▸ Source data
(begin)

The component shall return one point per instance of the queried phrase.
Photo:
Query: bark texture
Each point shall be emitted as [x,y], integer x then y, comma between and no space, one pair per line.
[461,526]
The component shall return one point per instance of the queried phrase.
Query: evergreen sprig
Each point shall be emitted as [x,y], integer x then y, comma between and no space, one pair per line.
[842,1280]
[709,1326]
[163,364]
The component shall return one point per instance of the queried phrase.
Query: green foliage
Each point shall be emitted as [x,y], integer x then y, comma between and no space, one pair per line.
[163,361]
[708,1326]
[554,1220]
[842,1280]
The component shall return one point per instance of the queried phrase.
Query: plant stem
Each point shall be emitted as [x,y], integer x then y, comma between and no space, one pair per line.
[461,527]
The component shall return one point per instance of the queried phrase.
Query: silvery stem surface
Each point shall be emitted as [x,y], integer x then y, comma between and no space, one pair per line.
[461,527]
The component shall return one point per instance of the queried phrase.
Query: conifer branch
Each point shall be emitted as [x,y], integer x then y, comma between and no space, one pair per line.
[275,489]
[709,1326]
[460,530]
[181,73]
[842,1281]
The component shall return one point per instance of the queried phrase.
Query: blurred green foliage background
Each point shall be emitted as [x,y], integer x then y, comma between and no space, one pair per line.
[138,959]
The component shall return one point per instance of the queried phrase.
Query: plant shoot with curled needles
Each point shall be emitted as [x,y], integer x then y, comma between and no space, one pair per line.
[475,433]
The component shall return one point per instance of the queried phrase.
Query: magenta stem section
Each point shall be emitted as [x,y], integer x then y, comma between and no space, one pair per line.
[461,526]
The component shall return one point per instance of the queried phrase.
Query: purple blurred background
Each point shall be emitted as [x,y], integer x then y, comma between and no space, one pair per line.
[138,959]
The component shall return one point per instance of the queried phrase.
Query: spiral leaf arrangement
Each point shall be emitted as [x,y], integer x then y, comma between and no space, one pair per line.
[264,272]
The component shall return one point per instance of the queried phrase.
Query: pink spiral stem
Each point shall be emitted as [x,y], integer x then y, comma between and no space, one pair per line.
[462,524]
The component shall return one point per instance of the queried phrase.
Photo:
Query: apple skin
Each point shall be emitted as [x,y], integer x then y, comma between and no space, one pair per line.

(end)

▸ The exercise
Reproduce the entries above in full, verbatim.

▸ Reply to the exercise
The component shall return one point per instance of the queried phrase.
Photo:
Query: bark texture
Each point shall be emitted as [x,y], integer x then y, comma between and no space, one pair per line.
[461,526]
The component shall return one point per instance of the queried phrase.
Query: evergreen sprig
Each point shall be emitted as [x,y], integer x then y, comma between and no space, one pair per line.
[842,1280]
[709,1326]
[163,364]
The component shall return one point per instance of the queried phrase.
Query: green foliage
Each point shall be emitted as [x,y], integer x then y, comma between and no space, one pair per line.
[163,361]
[708,1326]
[554,1220]
[842,1280]
The component shall return one point per instance of the queried phrase.
Query: plant stem
Each point shall be emitted as [x,y], integer x then y, comma between and no space, one pair per line.
[461,527]
The component shall return one point per instance of the queried phrase.
Query: silvery stem surface
Each point shall be emitted as [x,y], integer x then y, comma between and no space, one pair per line.
[461,527]
The component shall return one point per instance of the queried phrase.
Query: conifer branch
Each point shall be emitted as [x,y], integer x then y, comma between and no space, one pair per line.
[275,489]
[709,1326]
[460,530]
[181,73]
[842,1281]
The component shall return one point per instance of the queried phrase.
Query: blurred green foliage background
Each point shall be emitted as [x,y], integer x then y, comma between and no space, one pair per line.
[138,959]
The component shall return one point per instance of the queried phrase.
Query: plant shoot with curled needles
Each point shall be emitted as [x,y], integer x then y, comma between and no space, one pair per line.
[475,433]
The component shall return one point per instance of the queried phrase.
Query: magenta stem section
Each point shall be emitted as [x,y], integer x then y, comma between and no space, one pair per line.
[461,526]
The component shall return one point per instance of the queried phrase.
Query: purple blurred background
Each point shall be emitted as [x,y], integer x then y, comma between and no space, one pair per line.
[138,959]
The component shall return one point per instance of the queried phrase.
Query: spiral leaf arrangement
Each point shall be emitted as [x,y], integer x then y, comma between and no space, one pair per line.
[264,272]
The component shall return one point per instance of the queried phrase.
Query: pink spiral stem
Each point shall be emitted as [x,y], integer x then y, comma between and no space, one pair per line.
[462,524]
The component shall return one point per instance of the queried phrase.
Photo:
Query: apple skin
Each point shall be emitted as [x,y], integer x then y, comma between and no space, one pair per line.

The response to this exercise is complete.